Instructions to follow:
Locate each line in the items below that contains the word "dark" and copy those lines, treating uppercase and lowercase as different.

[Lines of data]

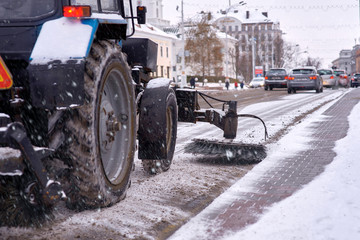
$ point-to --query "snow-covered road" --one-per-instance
(157, 205)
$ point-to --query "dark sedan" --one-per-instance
(355, 80)
(305, 78)
(275, 78)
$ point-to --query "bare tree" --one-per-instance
(205, 47)
(315, 62)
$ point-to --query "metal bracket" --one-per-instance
(189, 111)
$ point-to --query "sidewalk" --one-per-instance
(270, 183)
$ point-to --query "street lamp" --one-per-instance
(226, 11)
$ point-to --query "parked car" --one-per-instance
(275, 78)
(328, 78)
(355, 80)
(342, 78)
(305, 78)
(257, 82)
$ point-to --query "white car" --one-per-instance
(257, 82)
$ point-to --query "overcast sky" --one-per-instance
(322, 27)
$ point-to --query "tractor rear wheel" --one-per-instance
(102, 131)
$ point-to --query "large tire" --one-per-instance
(162, 165)
(102, 132)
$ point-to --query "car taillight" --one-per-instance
(6, 81)
(77, 11)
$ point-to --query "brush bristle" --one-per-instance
(231, 150)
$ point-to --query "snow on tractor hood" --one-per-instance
(63, 39)
(69, 38)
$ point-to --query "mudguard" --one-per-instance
(152, 120)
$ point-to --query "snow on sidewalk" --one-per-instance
(326, 208)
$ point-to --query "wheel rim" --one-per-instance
(114, 126)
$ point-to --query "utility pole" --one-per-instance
(242, 3)
(183, 73)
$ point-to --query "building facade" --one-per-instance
(257, 35)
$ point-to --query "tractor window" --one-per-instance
(25, 9)
(91, 3)
(106, 5)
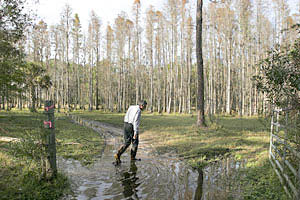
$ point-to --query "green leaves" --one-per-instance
(279, 75)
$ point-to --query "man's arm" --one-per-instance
(136, 124)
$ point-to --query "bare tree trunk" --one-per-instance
(200, 94)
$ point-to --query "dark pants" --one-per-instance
(128, 139)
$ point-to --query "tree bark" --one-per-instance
(200, 94)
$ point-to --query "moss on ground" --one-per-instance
(240, 138)
(20, 176)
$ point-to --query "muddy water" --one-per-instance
(221, 180)
(154, 177)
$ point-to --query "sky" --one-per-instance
(107, 10)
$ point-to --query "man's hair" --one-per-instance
(142, 103)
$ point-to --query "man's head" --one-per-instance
(142, 104)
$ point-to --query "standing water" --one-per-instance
(154, 177)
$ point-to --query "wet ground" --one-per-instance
(154, 177)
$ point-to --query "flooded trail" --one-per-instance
(154, 177)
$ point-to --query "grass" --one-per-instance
(239, 138)
(23, 171)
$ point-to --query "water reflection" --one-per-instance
(129, 180)
(221, 180)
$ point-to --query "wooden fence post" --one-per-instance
(50, 137)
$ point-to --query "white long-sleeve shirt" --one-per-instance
(133, 116)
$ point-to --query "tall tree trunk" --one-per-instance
(200, 95)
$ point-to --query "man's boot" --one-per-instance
(132, 156)
(117, 157)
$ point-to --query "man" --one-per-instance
(131, 130)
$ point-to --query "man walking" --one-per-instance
(131, 130)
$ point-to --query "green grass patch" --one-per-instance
(20, 174)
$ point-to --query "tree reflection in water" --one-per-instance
(129, 181)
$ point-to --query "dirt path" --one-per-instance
(155, 177)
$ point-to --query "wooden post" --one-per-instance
(50, 136)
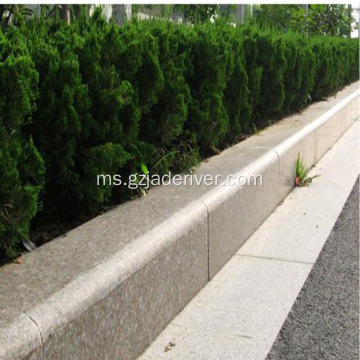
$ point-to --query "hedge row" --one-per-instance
(93, 98)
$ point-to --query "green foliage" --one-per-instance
(302, 177)
(315, 19)
(92, 98)
(21, 166)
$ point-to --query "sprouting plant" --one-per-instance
(302, 178)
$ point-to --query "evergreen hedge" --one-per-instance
(93, 98)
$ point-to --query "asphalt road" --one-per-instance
(324, 320)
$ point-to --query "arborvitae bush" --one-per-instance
(93, 98)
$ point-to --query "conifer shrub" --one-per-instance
(21, 165)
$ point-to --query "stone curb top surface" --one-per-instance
(59, 280)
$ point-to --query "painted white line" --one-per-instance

Expected answer:
$ point-to --query "dark sedan" --one-per-instance
$ point-to --query "dark pants" --one-per-instance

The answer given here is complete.